-- ASSIGNED TASK --
Your reply should repeat, exactly, the line containing "Target: winter jacket" and the rest of the material after it.

----

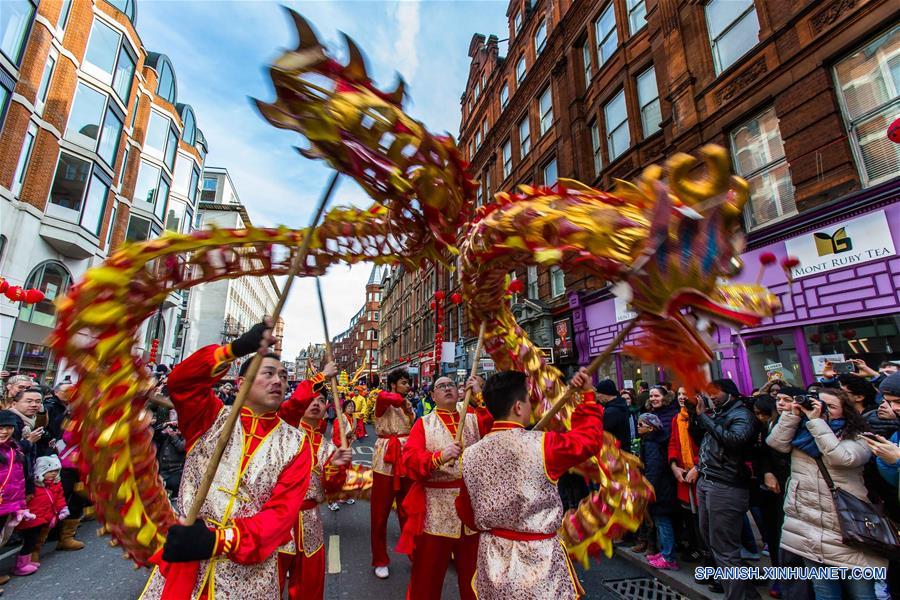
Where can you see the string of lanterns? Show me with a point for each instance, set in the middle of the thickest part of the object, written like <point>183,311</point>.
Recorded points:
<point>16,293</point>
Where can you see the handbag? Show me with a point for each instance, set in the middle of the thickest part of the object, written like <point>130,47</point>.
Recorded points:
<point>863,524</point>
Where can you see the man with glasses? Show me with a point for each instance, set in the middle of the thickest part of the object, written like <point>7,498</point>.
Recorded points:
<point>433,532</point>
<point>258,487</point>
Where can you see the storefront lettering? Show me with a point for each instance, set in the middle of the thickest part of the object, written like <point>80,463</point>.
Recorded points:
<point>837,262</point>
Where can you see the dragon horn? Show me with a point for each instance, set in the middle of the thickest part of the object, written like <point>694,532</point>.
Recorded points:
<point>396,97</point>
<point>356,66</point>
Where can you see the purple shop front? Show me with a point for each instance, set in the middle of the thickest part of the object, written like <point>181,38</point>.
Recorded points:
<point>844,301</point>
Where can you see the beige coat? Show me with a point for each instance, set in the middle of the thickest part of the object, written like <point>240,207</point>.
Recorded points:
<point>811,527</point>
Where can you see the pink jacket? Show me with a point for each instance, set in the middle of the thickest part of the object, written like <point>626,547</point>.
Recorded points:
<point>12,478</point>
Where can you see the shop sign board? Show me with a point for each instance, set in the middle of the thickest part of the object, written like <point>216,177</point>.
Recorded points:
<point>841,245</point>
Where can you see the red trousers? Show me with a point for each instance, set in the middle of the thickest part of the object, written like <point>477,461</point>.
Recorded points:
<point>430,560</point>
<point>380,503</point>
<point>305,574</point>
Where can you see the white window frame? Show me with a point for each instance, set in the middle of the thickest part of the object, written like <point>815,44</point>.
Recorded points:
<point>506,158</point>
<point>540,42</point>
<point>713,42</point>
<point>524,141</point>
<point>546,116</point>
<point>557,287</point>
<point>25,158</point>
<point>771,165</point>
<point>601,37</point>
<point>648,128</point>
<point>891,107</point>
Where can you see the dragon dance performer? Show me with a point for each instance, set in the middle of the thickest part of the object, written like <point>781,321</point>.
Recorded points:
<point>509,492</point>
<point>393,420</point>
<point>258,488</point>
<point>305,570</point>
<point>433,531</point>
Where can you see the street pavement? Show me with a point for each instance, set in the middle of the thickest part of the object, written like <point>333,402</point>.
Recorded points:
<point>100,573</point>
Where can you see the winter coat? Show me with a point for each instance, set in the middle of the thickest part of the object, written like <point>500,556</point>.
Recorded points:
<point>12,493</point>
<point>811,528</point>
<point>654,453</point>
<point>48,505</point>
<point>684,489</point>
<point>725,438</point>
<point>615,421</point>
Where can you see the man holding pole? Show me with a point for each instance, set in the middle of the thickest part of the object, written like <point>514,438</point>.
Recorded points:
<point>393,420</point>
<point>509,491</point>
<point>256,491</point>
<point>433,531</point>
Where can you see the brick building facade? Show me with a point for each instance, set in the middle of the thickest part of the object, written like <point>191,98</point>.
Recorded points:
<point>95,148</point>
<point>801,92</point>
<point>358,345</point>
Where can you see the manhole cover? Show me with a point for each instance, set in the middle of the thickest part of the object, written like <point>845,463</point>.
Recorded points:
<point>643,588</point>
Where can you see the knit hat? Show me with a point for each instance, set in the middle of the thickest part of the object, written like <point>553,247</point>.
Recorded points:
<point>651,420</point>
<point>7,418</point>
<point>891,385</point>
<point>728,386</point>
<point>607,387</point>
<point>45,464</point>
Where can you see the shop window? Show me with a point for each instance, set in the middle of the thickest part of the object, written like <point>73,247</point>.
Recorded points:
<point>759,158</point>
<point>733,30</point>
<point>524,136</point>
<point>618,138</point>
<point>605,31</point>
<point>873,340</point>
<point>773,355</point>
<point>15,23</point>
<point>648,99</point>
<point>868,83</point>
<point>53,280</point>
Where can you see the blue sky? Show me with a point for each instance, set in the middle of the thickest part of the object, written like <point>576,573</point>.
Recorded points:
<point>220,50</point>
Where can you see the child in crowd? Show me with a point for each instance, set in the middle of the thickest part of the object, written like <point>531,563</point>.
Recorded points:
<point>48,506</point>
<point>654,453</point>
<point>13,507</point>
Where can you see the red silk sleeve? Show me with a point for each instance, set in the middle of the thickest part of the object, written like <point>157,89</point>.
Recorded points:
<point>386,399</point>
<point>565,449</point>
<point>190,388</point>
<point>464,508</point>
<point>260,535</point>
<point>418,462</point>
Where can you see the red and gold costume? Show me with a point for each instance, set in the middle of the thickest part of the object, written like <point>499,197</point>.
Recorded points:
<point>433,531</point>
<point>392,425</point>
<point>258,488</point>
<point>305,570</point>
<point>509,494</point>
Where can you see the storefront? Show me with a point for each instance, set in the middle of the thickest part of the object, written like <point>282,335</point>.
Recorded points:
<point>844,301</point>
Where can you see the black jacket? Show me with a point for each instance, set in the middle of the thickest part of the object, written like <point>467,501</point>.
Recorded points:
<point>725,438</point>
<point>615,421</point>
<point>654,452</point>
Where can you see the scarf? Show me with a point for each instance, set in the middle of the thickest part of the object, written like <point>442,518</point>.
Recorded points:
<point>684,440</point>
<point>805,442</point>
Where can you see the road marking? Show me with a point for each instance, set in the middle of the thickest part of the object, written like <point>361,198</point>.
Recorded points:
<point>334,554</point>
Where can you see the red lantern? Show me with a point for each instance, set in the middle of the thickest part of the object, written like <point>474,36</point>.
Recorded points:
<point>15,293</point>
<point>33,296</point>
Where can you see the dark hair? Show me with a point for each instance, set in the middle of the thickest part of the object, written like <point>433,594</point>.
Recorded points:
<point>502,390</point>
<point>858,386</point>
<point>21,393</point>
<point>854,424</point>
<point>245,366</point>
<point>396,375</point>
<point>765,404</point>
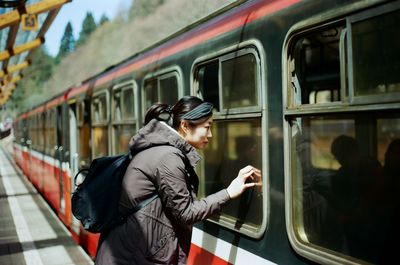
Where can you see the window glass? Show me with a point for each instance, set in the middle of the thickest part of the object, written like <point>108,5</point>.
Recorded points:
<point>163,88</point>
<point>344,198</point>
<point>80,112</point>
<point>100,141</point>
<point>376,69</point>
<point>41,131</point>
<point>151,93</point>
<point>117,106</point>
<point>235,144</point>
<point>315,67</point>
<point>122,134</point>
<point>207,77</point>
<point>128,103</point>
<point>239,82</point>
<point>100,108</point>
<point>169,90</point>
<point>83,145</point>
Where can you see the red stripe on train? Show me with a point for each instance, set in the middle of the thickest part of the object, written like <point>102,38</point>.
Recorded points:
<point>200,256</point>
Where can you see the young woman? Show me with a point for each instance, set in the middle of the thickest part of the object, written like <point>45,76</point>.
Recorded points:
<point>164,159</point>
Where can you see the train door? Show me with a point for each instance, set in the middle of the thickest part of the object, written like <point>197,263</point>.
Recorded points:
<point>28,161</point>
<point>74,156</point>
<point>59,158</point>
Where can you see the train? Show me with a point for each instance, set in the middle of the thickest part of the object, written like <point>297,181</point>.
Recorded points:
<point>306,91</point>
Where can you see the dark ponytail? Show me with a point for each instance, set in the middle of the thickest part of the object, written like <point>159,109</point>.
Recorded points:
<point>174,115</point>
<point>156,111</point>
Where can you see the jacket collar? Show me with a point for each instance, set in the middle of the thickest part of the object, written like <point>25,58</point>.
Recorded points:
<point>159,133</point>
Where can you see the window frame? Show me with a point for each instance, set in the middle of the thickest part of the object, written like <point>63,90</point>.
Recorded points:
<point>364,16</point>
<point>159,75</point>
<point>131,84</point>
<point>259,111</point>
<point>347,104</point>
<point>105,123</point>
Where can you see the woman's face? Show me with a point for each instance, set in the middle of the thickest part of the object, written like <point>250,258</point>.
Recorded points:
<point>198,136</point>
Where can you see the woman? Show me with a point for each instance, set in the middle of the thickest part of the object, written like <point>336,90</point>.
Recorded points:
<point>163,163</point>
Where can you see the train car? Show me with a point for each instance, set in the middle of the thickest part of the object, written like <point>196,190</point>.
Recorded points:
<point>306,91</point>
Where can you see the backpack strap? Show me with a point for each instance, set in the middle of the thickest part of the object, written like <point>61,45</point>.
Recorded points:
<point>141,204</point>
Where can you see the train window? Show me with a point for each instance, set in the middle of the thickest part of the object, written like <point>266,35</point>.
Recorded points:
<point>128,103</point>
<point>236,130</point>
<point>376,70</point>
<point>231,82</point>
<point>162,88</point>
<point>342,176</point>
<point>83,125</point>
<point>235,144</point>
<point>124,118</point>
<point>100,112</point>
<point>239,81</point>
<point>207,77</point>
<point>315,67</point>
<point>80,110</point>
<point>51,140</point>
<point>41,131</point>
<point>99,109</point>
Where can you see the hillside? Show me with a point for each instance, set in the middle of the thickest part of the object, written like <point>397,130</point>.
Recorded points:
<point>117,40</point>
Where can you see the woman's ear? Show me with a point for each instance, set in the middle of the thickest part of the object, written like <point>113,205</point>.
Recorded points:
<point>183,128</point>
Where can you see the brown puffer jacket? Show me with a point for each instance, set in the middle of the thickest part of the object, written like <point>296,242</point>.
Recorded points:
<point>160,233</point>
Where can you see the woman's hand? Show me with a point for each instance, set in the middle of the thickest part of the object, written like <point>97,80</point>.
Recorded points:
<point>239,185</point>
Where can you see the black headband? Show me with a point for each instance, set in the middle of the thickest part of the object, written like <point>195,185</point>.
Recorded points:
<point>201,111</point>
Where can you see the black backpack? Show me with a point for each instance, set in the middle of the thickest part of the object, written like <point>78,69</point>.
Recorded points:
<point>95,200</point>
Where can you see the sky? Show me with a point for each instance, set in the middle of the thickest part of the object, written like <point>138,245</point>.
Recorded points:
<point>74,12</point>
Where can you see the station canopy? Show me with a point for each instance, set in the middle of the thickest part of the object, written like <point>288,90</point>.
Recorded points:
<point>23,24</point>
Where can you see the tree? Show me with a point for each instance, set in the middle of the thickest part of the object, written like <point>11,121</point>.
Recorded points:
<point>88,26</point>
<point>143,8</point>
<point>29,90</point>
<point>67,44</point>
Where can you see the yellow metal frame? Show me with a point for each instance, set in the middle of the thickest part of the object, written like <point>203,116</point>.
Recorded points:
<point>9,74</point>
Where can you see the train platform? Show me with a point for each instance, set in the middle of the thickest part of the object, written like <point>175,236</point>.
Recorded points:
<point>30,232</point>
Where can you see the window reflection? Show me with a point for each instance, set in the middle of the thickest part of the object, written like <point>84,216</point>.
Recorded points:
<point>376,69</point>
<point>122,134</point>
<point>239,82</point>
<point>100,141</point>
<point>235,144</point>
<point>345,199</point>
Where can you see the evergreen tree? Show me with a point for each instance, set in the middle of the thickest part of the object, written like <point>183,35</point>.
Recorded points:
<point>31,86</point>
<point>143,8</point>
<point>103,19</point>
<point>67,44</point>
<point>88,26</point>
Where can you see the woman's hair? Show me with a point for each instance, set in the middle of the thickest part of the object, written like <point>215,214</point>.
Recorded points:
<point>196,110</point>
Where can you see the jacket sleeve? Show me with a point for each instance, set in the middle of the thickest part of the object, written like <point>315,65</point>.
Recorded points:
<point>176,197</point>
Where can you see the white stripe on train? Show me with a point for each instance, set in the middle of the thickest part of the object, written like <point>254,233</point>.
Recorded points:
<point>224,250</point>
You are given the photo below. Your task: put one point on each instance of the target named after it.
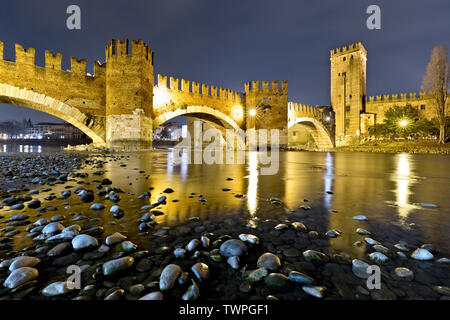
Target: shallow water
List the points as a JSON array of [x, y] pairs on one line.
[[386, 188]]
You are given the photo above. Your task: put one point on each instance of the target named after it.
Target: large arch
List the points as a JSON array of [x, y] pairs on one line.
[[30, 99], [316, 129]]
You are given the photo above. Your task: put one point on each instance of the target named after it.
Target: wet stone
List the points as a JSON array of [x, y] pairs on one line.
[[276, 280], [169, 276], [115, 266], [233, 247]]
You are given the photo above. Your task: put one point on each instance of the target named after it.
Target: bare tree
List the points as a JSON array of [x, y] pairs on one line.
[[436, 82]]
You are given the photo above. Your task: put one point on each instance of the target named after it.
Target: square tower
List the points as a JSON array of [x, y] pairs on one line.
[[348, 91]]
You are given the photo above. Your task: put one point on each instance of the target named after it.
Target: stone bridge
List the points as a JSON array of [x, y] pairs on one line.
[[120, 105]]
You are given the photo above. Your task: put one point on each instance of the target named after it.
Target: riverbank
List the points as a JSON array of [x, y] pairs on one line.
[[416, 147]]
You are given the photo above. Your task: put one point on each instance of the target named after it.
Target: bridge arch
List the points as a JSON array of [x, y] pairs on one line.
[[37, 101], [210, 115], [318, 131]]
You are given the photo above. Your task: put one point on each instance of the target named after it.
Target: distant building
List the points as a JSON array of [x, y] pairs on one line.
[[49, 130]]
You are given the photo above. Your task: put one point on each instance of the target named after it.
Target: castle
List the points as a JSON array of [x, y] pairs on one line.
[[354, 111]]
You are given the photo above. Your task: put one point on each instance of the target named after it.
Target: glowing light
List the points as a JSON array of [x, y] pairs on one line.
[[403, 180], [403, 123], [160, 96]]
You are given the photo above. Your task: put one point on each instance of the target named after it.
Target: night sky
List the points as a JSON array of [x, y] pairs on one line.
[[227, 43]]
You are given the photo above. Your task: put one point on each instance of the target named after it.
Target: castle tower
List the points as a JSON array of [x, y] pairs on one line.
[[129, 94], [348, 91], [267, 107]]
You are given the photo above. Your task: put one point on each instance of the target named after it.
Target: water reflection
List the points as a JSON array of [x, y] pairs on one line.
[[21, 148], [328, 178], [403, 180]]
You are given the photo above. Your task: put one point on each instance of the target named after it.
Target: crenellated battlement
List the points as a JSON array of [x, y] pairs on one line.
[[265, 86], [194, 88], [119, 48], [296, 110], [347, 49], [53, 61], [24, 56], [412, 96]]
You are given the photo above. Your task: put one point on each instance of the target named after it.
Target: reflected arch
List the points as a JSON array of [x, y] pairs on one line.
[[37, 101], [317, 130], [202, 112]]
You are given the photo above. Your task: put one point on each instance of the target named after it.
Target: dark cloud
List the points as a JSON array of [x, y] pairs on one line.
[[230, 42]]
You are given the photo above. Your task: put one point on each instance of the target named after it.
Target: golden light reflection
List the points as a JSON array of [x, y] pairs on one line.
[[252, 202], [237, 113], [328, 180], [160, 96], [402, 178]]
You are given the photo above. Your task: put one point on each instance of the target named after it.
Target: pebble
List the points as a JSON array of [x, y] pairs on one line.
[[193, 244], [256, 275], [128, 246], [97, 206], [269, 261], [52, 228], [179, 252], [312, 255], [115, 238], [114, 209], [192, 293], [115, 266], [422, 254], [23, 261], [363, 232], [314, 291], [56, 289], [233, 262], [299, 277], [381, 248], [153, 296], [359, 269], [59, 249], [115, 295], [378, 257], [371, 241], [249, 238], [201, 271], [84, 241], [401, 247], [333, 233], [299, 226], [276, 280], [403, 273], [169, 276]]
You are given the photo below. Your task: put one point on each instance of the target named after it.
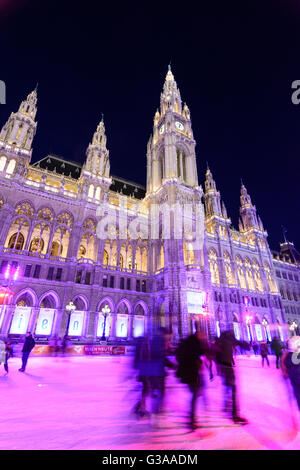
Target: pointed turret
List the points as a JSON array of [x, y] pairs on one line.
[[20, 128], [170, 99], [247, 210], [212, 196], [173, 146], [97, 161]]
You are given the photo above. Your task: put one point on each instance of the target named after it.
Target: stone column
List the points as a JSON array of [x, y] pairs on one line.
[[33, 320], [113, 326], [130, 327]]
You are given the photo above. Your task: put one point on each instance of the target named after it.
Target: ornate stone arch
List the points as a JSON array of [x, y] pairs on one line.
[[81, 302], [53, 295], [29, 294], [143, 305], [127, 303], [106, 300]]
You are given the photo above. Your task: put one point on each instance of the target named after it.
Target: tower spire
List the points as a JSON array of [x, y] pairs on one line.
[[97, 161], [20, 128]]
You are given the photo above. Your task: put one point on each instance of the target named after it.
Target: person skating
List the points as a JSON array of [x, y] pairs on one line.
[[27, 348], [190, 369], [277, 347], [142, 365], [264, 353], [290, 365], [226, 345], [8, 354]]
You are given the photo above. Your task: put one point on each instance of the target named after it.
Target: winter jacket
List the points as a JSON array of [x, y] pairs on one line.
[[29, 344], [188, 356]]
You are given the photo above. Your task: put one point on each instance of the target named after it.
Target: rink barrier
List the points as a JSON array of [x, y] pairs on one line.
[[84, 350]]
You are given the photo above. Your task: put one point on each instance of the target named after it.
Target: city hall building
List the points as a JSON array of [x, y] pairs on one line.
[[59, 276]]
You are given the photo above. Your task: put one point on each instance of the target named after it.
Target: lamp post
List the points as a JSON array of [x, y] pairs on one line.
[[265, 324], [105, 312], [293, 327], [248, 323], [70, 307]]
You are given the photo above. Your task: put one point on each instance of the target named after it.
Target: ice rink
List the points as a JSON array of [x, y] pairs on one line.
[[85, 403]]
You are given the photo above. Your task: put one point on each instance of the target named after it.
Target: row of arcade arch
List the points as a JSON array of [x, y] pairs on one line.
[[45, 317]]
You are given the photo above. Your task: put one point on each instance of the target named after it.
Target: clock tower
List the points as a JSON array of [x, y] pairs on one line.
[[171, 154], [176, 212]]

----

-- FINISHED EXERCISE --
Target: winter jacket
List the points as a JSON array of [x, y] pairs on one line.
[[29, 344], [188, 356]]
You are given the photo above. Your task: put one point on each instance of the target named after it.
Target: rink barrier
List the points as a JSON array of [x, y] pairs on one line.
[[84, 350]]
You are given the photo above. Your task: put one point on each instance of the target named after it.
Target: city hall building
List the points as a JSON array of [x, y] pairs on one line.
[[59, 276]]
You are given the photo above. Your task: put one point on each instance of the target named after it.
Target: lamp post
List the points as a JSON array of [x, y] pairs on one line.
[[265, 324], [105, 312], [293, 327], [248, 323], [70, 307]]
You are given the photo above. Your task: put one point on each instance of the target named after it.
Target: ice rink
List the points as a JSON array of [x, y] pairs on one line.
[[85, 403]]
You are given the photo above. Your task: put one point on each instance of the target named after it.
Target: row of arcade arch
List the points as a JSON array of [x, y] pairs on one line.
[[45, 317]]
You are given the photo above. Your task: put one point on each instance of the target named after it.
Target: clock tower
List the points as a JSON array of [x, y] pairs on one line.
[[171, 154], [176, 212]]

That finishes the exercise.